━━ 練習用本文 ━━

また、同研究において、CBDはがん細胞の進行を制御し、さらに正常な細胞を増加させることが報告されました。
さらに、2011年にアメリカで行われた研究では高濃度のCBDによって乳がん細胞を死滅させたり、細胞の自食作用を誘発したりすることが報告されました。
そして2008年には、CBDと同様に、THCのみでがん細胞の周期を遅らせる効果や、細胞死を誘発する作用もアメリカにて証明されています。
他にも、2012年日本人らによって行われた研究では、CBDによるがん細胞の転移を抑制する効果を確認しています。がん細胞の転移に関わるID-1という細胞の転写調節因子の働きをCBDが抑制することで、がん細胞の全身への転移を減少させたということです。
CBDやCBDオイルのガンに関する研究を紹介乳がんにおいて、転移で最も多く見られる部位は肺ですが、転移したがん細胞にもCB2は発現するようです。2006年のアメリカでの実験では、THCは原発巣以外の転移性肺がん細胞でも、細胞の増殖や分化を遅らせる効果が見られました。
また、2010年のイギリスの研究では、免疫細胞であるリンパ球やT細胞に発現するCB2の活性化は炎症を抑制する作用があることを示唆しています。そのため、強い炎症によって発生する病変や良性の炎症性腫瘍に対し、CBDやTHCによる治療効果も期待できます。
これまでに様々な研究が行われていますが、乳がんなどの悪性腫瘍の治療には、CBDだけではなくCB1やCB2に直接作用するTHCが含まれている方がアントラージュ効果が期待でき、より効果は高いと考えられています。
CBDやCBDオイルの副作用は?乳がん治療中に使用しても良いの?
CBDやCBDオイルには健康を害する副作用はほとんど報告されていません。2011年の海外での報告では、CBDやCBDオイルは医師の観察の元で一日に1,500mg程度を数週間続けて摂取しても副作用は起こりづらいとされています。
抗がん剤治療やホルモン療法などによる副作用は吐き気や食欲の低下、疼痛、炎症、口内炎、精神症状など日常生活や社会生活に影響を与える症状が広く知られています。
一方でCBDやCBDオイルの副作用は、下痢や口渇、強い眠気、食欲増加などがありますが、抗がん剤など比較して非常に軽度であり頻度は多くありません。
そしてCBDやCBDオイルを摂取することは、ECSへの作用により抗がん剤などの副作用である疼痛や炎症、吐き気や食欲低下などを改善できる可能性があります。

━━━
━━ データ ━━

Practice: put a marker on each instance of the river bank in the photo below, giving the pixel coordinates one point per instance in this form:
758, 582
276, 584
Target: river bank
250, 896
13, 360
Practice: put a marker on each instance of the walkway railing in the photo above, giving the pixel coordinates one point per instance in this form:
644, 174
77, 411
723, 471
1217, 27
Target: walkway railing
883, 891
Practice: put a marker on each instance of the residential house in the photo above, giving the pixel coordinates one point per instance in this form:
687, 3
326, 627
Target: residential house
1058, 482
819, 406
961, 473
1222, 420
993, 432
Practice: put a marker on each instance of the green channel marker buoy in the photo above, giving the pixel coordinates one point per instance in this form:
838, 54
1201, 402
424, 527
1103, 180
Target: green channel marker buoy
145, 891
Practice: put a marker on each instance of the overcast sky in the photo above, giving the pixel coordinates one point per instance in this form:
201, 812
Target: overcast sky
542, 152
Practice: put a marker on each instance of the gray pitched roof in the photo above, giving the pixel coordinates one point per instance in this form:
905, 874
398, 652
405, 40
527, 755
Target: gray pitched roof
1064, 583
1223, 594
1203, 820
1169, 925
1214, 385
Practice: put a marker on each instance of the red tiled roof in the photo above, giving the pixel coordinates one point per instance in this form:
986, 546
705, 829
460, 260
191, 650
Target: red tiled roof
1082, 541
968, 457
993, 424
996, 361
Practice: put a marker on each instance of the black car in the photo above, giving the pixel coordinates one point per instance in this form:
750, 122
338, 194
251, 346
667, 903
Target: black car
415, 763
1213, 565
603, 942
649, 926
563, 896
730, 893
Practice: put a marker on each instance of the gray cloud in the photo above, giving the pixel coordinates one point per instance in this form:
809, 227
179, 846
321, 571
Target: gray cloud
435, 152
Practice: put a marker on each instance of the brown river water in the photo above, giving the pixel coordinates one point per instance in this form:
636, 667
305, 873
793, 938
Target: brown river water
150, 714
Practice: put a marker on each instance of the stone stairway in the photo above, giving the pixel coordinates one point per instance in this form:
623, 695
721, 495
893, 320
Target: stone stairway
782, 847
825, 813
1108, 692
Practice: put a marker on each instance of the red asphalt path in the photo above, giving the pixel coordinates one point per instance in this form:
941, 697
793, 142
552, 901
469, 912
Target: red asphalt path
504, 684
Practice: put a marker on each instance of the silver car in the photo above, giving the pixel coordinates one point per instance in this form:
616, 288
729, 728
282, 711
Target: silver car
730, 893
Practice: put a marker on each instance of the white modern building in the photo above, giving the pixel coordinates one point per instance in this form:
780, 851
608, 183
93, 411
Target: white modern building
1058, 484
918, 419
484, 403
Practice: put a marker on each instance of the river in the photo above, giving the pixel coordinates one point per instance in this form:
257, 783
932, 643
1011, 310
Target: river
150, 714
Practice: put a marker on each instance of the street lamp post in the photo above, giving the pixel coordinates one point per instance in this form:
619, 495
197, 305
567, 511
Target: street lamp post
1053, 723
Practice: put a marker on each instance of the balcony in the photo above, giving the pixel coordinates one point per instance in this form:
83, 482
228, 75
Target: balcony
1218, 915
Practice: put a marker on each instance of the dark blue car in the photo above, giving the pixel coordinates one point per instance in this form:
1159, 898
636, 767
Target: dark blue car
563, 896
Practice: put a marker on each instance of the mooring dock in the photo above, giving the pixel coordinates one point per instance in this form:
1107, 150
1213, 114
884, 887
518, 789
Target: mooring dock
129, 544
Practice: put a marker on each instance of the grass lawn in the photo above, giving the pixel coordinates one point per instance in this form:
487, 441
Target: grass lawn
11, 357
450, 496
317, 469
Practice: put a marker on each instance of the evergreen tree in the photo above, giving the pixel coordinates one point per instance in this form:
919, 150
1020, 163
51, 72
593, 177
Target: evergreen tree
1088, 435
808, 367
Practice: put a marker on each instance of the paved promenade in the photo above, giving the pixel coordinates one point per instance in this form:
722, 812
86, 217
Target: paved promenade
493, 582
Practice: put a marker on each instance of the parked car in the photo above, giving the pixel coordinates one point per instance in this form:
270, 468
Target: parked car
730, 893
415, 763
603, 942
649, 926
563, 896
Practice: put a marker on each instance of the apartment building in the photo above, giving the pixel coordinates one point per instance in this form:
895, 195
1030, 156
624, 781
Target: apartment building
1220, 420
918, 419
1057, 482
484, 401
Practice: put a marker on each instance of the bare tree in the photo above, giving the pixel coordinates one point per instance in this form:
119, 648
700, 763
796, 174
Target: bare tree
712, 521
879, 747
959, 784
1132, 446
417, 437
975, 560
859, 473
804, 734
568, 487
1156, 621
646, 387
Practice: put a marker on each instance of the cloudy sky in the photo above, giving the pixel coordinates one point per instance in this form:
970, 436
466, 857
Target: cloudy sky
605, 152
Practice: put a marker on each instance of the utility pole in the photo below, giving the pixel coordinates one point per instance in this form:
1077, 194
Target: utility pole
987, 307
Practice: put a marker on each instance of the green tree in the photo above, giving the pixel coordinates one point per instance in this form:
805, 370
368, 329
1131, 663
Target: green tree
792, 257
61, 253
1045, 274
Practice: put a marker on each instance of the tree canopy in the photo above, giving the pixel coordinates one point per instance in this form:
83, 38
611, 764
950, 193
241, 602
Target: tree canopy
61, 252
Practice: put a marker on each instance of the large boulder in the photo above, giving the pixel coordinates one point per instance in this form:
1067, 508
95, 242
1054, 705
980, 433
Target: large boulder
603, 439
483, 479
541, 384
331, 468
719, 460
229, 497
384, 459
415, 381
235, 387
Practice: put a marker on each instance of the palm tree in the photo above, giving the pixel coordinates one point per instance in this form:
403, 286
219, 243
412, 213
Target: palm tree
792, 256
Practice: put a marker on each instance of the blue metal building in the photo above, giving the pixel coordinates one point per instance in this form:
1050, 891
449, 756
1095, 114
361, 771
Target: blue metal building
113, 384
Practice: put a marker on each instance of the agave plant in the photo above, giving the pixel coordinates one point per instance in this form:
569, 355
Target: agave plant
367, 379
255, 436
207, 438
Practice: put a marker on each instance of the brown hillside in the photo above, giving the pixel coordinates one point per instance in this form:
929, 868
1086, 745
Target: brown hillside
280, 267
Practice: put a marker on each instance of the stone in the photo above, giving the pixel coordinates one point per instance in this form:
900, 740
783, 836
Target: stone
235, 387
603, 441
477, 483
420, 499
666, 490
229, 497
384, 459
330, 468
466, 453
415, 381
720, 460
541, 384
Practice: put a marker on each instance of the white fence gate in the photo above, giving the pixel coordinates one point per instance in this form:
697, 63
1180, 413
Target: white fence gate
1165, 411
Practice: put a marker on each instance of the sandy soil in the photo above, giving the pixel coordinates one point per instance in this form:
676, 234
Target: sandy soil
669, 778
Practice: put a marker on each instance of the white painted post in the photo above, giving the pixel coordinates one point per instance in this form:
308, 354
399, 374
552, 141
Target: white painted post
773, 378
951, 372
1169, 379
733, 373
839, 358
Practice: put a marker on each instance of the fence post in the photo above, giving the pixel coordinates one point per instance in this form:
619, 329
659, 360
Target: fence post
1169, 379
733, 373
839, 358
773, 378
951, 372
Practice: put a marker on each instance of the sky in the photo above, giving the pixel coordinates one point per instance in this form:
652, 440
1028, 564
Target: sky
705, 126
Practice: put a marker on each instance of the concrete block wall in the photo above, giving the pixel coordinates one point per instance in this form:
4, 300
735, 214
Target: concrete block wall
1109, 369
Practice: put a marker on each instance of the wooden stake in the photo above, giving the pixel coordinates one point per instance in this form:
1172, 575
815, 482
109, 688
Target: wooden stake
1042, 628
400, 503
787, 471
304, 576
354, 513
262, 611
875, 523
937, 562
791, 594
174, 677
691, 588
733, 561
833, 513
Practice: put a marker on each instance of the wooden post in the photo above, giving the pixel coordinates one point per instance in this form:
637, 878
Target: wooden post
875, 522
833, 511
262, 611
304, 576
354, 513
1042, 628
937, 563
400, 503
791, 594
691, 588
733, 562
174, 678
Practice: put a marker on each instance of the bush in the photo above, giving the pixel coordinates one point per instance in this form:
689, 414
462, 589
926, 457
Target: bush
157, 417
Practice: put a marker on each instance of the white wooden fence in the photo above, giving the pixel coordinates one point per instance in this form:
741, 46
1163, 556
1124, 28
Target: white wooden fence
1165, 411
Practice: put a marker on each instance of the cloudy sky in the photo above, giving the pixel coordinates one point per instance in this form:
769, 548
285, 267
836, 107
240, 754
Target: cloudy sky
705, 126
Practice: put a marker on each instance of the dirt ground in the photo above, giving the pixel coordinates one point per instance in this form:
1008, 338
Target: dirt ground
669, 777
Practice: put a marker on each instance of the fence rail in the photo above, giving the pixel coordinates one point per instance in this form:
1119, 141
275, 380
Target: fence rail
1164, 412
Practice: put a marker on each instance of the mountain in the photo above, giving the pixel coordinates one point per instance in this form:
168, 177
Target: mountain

━━━

▶ [課題一覧]:
a: 本文の内容に基づき、次の問いに答えよ。
(i) 2012年に日本人らによって行われた研究で、CBDが働きを抑制したとされる転写調節因子の名前は何か。
(ii) 2010年のイギリスの研究によると、CB2の活性化が炎症を抑制する作用は、どの細胞に発現するCB2について示唆されているか。
(iii) 2011年の海外での報告では、医師の観察の元で一日に何mg程度を数週間続けて摂取しても副作用は起こりづらいとされているか。
b: 本文を「そして2008年には、CBD」という語句のある箇所から書き写し、「果は高いと考えられています。」まで写したところで止めること。

▶ [課題の解答]:
a:
(i) ID-1
(ii) 免疫細胞であるリンパ球やT細胞
(iii) 1,500mg程度

b:
そして2008年には、CBDと同様に、THCのみでがん細胞の周期を遅らせる効果や、細胞死を誘発する作用もアメリカにて証明されています。
他にも、2012年日本人らによって行われた研究では、CBDによるがん細胞の転移を抑制する効果を確認しています。がん細胞の転移に関わるID-1という細胞の転写調節因子の働きをCBDが抑制することで、がん細胞の全身への転移を減少させたということです。
CBDやCBDオイルのガンに関する研究を紹介乳がんにおいて、転移で最も多く見られる部位は肺ですが、転移したがん細胞にもCB2は発現するようです。2006年のアメリカでの実験では、THCは原発巣以外の転移性肺がん細胞でも、細胞の増殖や分化を遅らせる効果が見られました。
また、2010年のイギリスの研究では、免疫細胞であるリンパ球やT細胞に発現するCB2の活性化は炎症を抑制する作用があることを示唆しています。そのため、強い炎症によって発生する病変や良性の炎症性腫瘍に対し、CBDやTHCによる治療効果も期待できます。
これまでに様々な研究が行われていますが、乳がんなどの悪性腫瘍の治療には、CBDだけではなくCB1やCB2に直接作用するTHCが含まれている方がアントラージュ効果が期待でき、より効果は高いと考えられています。